## Exercise objective:
Examine the records below. Report how many of their lines contain the word "person", with no other content.

= = = = = = =

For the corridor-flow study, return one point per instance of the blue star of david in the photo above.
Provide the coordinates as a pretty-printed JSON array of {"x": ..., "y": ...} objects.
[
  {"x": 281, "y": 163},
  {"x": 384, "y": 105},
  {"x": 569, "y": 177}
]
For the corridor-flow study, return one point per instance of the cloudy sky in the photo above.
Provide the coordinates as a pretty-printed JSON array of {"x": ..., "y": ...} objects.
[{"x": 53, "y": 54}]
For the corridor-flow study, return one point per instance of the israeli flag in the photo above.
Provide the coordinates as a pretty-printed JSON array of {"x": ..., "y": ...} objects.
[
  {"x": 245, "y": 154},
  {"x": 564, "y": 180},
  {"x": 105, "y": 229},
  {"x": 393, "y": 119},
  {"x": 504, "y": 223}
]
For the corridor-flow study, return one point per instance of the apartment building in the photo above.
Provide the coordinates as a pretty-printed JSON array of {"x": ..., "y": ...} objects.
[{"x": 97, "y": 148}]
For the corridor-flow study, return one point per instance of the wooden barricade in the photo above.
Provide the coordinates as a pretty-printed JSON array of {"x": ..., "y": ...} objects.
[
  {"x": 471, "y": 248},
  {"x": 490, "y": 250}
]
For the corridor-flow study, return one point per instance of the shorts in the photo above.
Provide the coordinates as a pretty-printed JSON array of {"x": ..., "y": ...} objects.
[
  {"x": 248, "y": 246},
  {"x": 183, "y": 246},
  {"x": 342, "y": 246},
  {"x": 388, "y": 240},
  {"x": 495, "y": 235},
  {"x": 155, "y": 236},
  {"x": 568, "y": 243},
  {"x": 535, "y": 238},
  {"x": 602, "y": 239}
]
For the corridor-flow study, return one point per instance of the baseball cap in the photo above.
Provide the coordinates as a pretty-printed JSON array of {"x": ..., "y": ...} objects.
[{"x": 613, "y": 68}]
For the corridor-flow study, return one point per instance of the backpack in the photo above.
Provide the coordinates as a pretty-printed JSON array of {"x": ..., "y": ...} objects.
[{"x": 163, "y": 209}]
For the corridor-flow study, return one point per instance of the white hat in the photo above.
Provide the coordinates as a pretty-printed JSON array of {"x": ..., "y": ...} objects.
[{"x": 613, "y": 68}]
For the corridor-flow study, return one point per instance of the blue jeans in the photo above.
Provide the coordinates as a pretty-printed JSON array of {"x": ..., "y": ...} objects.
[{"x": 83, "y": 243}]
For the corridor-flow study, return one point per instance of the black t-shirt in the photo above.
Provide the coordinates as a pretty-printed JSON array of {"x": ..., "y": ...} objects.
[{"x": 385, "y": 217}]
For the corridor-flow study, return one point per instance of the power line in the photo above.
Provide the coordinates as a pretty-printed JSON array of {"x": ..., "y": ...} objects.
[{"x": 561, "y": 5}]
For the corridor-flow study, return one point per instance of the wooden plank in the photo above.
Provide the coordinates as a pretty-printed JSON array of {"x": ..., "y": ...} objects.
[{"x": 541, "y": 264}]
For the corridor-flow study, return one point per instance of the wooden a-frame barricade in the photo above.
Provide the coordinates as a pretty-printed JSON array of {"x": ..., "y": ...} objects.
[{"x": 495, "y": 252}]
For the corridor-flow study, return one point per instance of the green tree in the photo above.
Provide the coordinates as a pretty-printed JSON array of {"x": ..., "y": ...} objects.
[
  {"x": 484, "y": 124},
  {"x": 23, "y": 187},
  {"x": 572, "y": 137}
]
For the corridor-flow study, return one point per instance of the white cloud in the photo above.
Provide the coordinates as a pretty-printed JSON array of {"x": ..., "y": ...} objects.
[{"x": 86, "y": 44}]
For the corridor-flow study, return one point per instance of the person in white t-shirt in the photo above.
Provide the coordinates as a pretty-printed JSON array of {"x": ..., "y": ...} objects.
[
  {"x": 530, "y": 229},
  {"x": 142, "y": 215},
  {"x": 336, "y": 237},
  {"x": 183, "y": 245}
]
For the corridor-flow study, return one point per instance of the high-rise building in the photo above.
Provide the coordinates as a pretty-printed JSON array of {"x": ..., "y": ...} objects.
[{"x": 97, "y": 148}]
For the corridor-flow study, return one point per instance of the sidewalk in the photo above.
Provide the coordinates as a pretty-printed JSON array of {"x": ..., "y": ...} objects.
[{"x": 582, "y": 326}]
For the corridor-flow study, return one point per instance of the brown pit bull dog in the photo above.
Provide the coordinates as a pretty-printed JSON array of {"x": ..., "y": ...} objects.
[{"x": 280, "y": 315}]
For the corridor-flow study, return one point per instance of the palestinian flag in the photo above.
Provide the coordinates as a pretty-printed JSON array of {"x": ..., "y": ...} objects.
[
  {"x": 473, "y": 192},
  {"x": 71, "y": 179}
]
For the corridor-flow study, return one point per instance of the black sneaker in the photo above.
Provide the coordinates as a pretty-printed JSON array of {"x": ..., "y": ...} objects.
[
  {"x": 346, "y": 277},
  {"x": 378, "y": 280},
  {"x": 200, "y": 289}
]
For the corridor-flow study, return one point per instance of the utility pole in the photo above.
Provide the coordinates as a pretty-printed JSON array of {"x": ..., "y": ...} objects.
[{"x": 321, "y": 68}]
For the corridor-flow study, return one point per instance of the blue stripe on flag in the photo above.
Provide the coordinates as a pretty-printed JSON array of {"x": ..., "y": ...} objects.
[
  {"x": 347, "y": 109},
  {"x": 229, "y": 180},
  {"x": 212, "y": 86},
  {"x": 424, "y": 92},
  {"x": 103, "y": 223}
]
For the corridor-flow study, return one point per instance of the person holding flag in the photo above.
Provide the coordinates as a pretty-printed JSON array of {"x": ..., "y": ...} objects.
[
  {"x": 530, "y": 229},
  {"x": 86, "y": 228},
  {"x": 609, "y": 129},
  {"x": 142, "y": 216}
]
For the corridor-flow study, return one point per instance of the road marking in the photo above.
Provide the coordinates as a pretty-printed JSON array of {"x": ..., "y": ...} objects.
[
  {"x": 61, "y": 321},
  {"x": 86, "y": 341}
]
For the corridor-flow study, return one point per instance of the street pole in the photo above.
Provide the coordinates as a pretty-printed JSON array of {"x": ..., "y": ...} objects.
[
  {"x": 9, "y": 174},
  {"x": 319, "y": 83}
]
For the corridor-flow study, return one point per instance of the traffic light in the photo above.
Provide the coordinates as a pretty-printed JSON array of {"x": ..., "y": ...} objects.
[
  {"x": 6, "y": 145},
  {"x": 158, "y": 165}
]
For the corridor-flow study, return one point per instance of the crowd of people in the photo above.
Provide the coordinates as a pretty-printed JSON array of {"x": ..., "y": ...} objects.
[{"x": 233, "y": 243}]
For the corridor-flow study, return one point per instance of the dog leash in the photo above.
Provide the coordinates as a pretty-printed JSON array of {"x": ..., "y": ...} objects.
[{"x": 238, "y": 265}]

= = = = = = =

## Output below:
2